*Description of the task*. Rewrite every line from the one with "Practice. Indicate each instance of the mouth" up to and including the one with "x=122, y=445", raising each answer coordinate by 64 and leaving the sample coordinates as they are.

*Record extracts*.

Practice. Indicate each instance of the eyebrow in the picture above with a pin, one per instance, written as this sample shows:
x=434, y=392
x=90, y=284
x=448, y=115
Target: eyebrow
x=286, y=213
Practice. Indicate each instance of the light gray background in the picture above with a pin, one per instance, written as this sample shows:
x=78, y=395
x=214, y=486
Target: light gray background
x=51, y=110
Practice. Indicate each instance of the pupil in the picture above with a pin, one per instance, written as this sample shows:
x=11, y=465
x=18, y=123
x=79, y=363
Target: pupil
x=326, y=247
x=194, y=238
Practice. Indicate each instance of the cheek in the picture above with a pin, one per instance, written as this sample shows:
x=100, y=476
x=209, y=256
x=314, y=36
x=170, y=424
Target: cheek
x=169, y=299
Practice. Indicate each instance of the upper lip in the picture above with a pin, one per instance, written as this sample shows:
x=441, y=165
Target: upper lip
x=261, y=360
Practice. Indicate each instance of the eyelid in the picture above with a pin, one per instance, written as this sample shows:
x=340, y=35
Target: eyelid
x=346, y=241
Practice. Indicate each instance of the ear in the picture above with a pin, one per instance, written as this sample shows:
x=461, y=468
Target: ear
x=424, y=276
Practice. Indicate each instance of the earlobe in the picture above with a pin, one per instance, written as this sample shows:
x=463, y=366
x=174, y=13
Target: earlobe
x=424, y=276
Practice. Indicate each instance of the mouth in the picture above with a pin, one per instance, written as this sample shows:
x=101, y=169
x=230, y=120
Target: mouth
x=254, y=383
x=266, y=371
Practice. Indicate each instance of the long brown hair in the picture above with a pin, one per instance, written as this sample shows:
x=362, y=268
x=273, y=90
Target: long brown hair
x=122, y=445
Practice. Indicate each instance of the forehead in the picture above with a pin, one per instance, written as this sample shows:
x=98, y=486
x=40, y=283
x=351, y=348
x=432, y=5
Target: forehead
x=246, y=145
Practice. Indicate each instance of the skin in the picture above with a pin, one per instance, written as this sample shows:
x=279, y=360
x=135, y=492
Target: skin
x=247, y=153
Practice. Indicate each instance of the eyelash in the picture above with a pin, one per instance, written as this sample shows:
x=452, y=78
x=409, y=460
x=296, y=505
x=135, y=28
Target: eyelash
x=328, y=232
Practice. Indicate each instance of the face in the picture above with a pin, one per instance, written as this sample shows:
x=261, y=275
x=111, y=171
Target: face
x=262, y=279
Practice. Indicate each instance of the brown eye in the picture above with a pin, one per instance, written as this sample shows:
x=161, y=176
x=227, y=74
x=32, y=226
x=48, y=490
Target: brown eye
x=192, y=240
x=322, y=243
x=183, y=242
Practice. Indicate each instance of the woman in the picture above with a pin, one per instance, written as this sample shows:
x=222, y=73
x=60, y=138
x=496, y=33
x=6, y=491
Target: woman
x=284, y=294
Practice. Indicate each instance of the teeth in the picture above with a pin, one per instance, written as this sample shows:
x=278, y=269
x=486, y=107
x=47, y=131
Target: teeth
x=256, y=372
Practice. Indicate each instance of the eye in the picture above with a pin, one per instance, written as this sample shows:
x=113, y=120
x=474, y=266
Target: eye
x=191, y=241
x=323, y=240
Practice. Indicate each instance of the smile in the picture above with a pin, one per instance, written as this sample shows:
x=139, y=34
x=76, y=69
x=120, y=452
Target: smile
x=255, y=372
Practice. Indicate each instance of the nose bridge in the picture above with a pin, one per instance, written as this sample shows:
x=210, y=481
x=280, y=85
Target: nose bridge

*Task response*.
Practice. Indicate each instance of the mouth in the picture above with a pin, one per instance, written as this sample shows:
x=101, y=169
x=230, y=120
Target: mouth
x=318, y=447
x=330, y=435
Practice. Indicate each instance of the long brown hair in the picture above with a pin, one per instance, written as this sample shows:
x=362, y=268
x=273, y=90
Target: long brown hair
x=186, y=509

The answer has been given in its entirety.